Reading text:

start

That’s what I thought when I read, during this year’s National Western Stock Show, that a “highly prized single-character brand” – the “Inverted T-Bone” – was to be auctioned off.

I remember, some years back, one of the young male college students I supervised had a raised welt, a large Greek letter, obviously branded on his shoulder. It represented the black fraternity to which he belonged. The brand was their lifelong pledge of brotherhood.

Did it hurt? “Not really,” he said; “you sort of space it out.”

But what about calves? Can they “space it out” for three long, agonizing seconds? By any standards, that’s a lot of pain.

Some, including me, might call it torture.

Imagine a TV chef holding his palm above a grill to gauge the heat level. Now imagine his hand suddenly thrust down and held onto the grill.

One … Mississippi.

Two … Mississippi.

Three … Mississippi.

In any land, that’s torture.

And what about calves? When they’re branded, they do feel pain; how much depends on how they get branded and for how long.

One study has shown that the number of “tail flicks” – an indicator of perceived pain in cattle – was lessened somewhat by using “freeze branding.” Freeze branding uses intense cold, like dry ice, and kills part of the hair follicles, leaving a white brand. It’s still painful, but for a shorter period of time.

end

Extracted data:
start

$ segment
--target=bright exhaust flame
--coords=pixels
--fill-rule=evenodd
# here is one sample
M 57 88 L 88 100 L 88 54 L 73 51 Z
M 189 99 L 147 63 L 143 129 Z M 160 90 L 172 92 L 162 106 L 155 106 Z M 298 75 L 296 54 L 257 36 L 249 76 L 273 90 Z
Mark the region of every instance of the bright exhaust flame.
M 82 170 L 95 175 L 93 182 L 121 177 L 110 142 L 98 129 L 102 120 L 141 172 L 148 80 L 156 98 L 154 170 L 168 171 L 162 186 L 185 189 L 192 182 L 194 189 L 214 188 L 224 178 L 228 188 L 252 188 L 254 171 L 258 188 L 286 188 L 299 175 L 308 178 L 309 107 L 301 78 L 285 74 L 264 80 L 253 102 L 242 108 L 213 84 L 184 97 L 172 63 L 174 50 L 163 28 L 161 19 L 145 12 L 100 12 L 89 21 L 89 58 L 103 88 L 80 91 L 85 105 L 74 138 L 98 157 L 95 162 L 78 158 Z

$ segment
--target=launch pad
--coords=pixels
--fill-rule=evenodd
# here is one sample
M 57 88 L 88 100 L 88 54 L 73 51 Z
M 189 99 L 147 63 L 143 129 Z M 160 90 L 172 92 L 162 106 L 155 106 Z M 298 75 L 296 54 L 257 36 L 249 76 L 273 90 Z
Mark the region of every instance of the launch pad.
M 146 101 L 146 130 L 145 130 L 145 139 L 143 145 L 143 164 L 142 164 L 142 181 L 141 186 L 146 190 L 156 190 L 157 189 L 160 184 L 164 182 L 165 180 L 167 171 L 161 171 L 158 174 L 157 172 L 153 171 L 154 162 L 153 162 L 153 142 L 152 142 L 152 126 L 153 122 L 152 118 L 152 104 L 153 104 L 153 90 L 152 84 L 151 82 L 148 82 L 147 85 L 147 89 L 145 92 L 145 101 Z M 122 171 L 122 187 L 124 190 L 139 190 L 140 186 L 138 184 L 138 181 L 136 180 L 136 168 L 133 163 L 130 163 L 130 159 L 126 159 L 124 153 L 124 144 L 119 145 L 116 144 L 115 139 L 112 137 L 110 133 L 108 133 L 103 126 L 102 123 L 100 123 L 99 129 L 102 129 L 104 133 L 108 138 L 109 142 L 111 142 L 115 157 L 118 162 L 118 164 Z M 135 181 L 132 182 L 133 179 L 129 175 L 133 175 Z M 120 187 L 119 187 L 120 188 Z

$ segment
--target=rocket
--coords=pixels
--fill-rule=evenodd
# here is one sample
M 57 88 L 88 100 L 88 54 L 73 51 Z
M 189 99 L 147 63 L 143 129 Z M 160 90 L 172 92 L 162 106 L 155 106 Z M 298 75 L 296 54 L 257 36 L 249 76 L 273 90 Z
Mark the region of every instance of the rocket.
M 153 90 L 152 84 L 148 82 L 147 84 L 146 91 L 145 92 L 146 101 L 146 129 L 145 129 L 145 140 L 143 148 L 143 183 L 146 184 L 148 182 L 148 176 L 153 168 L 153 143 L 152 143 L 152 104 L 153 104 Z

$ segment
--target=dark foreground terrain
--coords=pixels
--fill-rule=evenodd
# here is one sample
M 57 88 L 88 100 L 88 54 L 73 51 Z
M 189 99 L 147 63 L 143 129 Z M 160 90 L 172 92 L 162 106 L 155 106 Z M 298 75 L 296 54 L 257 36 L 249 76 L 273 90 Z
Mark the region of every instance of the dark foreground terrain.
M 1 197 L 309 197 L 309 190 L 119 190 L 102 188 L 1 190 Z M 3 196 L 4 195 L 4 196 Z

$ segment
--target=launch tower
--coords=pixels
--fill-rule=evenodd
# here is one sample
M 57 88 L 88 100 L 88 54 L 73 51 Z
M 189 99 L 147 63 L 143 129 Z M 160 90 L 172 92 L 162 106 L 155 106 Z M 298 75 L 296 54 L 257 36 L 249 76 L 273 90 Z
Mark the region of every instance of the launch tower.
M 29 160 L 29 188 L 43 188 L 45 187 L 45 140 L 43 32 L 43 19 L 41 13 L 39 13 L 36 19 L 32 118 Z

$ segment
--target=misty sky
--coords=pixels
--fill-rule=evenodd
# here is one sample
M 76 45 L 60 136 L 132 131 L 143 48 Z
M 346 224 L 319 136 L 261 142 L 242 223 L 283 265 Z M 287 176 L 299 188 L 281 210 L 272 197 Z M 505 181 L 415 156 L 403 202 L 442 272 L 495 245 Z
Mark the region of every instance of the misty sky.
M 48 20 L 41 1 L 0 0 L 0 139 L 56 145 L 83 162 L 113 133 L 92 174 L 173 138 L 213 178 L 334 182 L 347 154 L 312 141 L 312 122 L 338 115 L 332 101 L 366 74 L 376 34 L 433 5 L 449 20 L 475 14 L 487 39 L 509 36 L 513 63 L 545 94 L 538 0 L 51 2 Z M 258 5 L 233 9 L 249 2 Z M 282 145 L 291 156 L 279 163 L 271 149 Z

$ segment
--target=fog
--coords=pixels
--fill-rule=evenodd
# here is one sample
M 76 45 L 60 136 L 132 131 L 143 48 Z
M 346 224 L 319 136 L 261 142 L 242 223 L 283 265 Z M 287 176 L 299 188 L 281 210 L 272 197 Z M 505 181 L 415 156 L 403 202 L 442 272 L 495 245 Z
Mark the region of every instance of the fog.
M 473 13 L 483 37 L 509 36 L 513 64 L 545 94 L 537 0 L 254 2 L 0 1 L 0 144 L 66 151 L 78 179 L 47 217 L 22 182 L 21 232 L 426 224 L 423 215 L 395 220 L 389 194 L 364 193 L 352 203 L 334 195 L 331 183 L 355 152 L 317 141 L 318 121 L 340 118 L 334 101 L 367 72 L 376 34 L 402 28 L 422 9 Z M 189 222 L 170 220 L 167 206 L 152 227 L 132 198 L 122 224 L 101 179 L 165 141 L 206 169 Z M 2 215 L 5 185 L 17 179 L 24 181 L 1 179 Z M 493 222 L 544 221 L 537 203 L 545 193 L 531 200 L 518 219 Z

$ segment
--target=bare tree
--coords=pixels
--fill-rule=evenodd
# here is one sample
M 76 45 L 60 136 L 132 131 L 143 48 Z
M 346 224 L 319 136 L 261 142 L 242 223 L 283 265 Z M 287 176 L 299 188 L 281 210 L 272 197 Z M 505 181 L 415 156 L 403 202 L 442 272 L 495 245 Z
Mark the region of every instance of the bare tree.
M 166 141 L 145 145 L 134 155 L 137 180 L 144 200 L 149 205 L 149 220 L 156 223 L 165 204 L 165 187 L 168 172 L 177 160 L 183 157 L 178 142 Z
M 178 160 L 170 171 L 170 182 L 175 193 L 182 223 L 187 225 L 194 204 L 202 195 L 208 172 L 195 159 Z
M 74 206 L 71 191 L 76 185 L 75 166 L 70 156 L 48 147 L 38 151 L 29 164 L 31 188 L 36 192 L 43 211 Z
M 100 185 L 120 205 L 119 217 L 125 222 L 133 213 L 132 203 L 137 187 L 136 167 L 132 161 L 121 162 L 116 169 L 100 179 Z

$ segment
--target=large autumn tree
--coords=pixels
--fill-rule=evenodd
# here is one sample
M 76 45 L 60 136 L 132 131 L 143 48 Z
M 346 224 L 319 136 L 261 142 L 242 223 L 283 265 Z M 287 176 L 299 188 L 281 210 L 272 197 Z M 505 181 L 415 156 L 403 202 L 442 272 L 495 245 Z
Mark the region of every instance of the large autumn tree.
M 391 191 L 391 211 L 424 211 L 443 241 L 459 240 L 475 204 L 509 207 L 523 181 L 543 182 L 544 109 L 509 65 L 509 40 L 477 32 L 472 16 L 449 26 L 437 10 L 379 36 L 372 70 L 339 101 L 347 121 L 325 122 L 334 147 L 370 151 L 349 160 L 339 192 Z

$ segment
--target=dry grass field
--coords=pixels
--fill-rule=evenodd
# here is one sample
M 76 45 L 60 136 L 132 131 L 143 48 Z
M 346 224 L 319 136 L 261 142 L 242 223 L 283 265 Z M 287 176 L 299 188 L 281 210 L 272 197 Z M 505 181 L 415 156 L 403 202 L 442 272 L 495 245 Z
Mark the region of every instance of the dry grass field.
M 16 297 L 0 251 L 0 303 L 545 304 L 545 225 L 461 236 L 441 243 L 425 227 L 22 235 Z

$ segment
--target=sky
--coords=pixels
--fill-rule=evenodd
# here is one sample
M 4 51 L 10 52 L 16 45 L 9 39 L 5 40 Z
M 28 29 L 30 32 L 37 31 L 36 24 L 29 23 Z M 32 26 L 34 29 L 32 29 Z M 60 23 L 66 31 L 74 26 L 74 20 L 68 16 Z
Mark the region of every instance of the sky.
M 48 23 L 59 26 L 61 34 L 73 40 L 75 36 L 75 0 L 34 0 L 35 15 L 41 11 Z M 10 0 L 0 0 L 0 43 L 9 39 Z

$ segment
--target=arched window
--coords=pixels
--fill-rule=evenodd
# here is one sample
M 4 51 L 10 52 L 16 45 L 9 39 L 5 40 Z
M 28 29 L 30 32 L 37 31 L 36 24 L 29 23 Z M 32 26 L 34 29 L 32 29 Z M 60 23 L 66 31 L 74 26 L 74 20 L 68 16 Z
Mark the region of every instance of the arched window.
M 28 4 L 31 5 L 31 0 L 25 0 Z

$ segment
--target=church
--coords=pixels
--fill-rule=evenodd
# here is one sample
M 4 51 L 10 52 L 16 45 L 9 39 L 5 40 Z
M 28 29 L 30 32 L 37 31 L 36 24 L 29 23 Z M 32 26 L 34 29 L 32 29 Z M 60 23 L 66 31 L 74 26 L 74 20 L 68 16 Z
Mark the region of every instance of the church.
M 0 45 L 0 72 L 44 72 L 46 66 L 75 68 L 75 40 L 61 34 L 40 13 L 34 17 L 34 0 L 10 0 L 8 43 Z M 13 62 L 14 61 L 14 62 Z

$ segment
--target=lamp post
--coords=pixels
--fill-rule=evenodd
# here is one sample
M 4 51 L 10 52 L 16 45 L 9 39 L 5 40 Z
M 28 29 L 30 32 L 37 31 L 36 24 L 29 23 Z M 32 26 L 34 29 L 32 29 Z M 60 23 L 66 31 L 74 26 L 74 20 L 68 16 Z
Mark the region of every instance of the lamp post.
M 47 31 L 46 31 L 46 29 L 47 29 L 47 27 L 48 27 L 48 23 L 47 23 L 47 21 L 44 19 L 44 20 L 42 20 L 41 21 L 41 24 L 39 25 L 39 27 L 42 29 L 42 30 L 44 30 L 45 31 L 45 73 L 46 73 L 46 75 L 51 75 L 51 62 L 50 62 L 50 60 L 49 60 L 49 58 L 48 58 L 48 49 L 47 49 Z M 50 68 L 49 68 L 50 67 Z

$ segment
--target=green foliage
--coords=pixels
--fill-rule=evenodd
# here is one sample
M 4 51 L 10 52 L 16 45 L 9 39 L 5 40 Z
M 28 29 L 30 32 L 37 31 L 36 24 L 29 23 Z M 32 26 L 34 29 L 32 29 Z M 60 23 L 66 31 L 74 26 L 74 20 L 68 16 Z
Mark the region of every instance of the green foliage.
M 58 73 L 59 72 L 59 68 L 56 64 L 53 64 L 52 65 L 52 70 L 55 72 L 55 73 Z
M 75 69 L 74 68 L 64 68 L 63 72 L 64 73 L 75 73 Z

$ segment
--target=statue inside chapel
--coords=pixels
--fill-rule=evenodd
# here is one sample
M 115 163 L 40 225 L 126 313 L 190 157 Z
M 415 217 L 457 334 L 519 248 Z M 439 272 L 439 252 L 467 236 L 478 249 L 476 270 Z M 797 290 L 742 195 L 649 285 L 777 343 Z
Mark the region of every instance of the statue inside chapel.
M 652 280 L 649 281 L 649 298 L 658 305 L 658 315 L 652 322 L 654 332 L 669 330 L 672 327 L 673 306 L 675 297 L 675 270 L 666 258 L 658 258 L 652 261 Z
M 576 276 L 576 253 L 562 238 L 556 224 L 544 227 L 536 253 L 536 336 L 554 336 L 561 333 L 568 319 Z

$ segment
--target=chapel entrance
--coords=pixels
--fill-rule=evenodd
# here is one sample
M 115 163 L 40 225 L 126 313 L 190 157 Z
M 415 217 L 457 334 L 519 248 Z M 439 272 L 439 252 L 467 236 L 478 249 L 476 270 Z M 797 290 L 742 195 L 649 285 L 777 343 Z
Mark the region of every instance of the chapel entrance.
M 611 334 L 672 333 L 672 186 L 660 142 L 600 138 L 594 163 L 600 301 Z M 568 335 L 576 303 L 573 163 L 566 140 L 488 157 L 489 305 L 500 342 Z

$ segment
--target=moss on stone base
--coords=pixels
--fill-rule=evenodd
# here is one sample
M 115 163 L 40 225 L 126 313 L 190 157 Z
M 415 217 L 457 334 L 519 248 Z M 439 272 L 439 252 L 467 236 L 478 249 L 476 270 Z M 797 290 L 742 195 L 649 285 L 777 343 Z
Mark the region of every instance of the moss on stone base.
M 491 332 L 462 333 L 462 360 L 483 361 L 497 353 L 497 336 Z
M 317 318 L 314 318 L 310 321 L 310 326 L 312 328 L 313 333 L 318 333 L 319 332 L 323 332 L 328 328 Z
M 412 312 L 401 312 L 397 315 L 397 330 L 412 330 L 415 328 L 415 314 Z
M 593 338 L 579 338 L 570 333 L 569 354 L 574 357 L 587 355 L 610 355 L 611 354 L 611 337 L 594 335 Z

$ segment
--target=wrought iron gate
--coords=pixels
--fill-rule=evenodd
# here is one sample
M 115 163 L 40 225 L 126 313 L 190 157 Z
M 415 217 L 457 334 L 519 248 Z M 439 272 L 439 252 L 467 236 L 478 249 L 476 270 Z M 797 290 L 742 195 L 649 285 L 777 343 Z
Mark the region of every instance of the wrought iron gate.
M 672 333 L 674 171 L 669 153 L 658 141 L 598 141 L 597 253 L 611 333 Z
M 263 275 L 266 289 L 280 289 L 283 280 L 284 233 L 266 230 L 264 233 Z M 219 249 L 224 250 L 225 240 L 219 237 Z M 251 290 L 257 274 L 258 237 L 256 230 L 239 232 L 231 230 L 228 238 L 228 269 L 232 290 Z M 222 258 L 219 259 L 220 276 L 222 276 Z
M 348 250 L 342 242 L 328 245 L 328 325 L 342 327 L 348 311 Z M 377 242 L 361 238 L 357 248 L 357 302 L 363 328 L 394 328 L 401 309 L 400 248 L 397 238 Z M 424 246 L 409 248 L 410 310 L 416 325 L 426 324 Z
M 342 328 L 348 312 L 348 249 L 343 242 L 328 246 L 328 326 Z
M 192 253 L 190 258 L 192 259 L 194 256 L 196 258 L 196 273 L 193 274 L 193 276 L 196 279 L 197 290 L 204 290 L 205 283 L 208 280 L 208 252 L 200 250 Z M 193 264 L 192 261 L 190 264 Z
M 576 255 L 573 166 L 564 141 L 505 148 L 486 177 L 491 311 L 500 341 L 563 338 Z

end

Things to do:
A – In the passage on cattle branding, repeat the text from "I remember, some" to "onto the grill.", swapping "grill" for "stove".
B – Answer these questions from the passage on cattle branding:
(i) Which single-character brand was to be auctioned off during the National Western Stock Show?
(ii) What did the Greek letter branded on the college student's shoulder represent?
(iii) What color of brand does freeze branding leave?
C – Extend the passage on cattle branding, beginning right after its final sentence.

Outputs for the tasks:
A –
I remember, some years back, one of the young male college students I supervised had a raised welt, a large Greek letter, obviously branded on his shoulder. It represented the black fraternity to which he belonged. The brand was their lifelong pledge of brotherhood.

Did it hurt? “Not really,” he said; “you sort of space it out.”

But what about calves? Can they “space it out” for three long, agonizing seconds? By any standards, that’s a lot of pain.

Some, including me, might call it torture.

Imagine a TV chef holding his palm above a stove to gauge the heat level. Now imagine his hand suddenly thrust down and held onto the stove.

B –
(i) The "Inverted T-Bone."
(ii) The black fraternity to which he belonged.
(iii) White.

C –
Unfortunately, they didn’t have freeze branding in the Old West. What they had was cold-hearted cruelty.

As an 11-year-old in western Nebraska, I spent a rugged weekend on a working ranch (owned by a member of my father’s congregation). It was a perfect setting for a cowboy movie: the glow of the fire on the weathered faces of the ranch hands; the brands resting in the red-hot embers, waiting for the next hapless calf to be dragged in; the cowboys on horseback cursing and spitting and joking.

My brother and I were assigned the job of holding the calf down while the “cutting” and the branding took place. What I remember most vividly is the bawling of the calves as the glowing heat of the brand was applied. And the distinct, piquant smell of burnt calf-hide. The bawling, the utter terror when the red-hot brand was pressed into the calf’s flesh, was more intense, by ten-fold, than a human baby’s squall.

That’s torture, and should be stopped.

I can understand why the state’s Brand Inspection Division might be stuck on hot-iron branding. They’ve been registering brands since Colorado was just a territory. When you’ve been carrying on the cowboy tradition for that many years, the concept of unwarranted pain – torture – can easily get lost in the expedience of ranching.

And there’s that cow-town attitude peaking annually at the stock show.

I must admit, though, that I like the stock show parade; it has an unabashed charaderie I can appreciate. Stock and Schlock. Grand Guignol on a horse. However, my attitude toward the stock show itself is quite different.

These days, I associate the stock show with pain and suffering. Whenever I see a brand on a steer, I can flash back to the smell of searing skin and bawling calves.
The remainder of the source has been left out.